Obiliq or Kastriot (/sq/) or Obilić (Обилић, /sr/), is a town and municipality in Kosovo. According to the Kosovo Agency of Statistics (KAS) estimate from the 2024 census, there were 22,794 people residing in Obilic Municipality, with Kosovo Albanians constituting the majority of the population.

== Name ==

Prior to the Balkan Wars, the settlement was known as Globoderica (Глободерица).

Following the conflict, the settlement was incorporated into Serbia and renamed Obilić as part of the efforts to reunite Serbian lands in the early twentieth century when inhabited places within Kosovo were named after heroes from Serbian epic poetry. The placename Obilić refers to the Serbian national hero Miloš Obilić who killed the Ottoman Sultan Murad I at the Battle of Kosovo (1389).

In Albanian, the town is known as Obiliq (a transliteration of the Serbian name), while an alternative name (used by Albanians ) was coined by the Albanological Institute, Kastriot, after Albanian national hero Gjergj Kastrioti Skanderbeg (1405–1468).

■ DATA FOR ANALYSIS:
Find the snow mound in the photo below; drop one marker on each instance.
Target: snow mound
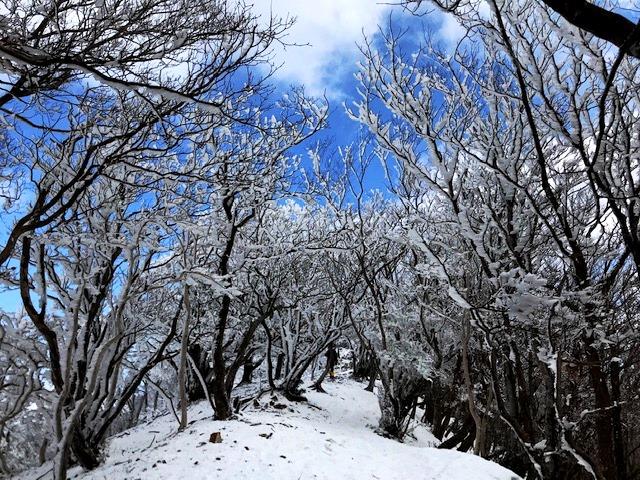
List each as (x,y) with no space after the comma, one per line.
(331,437)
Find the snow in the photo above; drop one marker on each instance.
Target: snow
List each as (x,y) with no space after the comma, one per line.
(331,437)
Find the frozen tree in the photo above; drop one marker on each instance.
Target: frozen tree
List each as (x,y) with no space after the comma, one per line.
(523,143)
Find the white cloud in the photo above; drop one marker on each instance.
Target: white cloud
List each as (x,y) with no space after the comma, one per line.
(328,31)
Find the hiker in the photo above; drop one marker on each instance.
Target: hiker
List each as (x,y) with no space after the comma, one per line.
(332,360)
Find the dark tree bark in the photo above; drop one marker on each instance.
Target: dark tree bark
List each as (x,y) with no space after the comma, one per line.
(602,23)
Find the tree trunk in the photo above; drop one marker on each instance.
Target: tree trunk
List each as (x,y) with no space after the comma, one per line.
(182,374)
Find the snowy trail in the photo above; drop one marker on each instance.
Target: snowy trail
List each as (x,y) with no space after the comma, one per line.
(332,439)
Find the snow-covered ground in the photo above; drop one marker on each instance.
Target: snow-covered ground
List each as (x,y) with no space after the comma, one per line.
(331,437)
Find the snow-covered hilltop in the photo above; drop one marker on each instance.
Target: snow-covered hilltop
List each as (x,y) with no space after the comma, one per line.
(330,437)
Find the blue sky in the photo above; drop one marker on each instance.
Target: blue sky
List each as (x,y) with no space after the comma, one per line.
(322,55)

■ WORK INSTRUCTION 1:
In the passage on Obiliq, what was the settlement called before the Balkan Wars?
■ WORK INSTRUCTION 2:
Go on with the passage on Obiliq from the point where it stops.
The material comes from a different source than the passage on Obiliq.

■ ANSWER AREA 1:
Globoderica.

■ ANSWER AREA 2:
== Geography ==
Situated on the edge of the Kosovo field, Obiliq municipality rests 10 km northwest of Pristina. It has a good geographical position and is bordered by five other municipalities which are Pristina, Fushë Kosova, Drenas, Vushtrri and Podujevë.

The municipality's peak elevation is at the village of Kozaricë, reaching 740 meters above sea level, while its lowest point is at the bridge connecting the village of Cërkvena Vodicë and the city of Obiliq, situated at 530 meters above sea level.

=== Hydrology ===
In the territory of the municipality, there are three natural rivers: Sitnica, Drenica and Llapi. There's also a man-made canal called the Ibër - Lepenc Canal, which starts from the Ujman reservoir, fed by the Ibër river.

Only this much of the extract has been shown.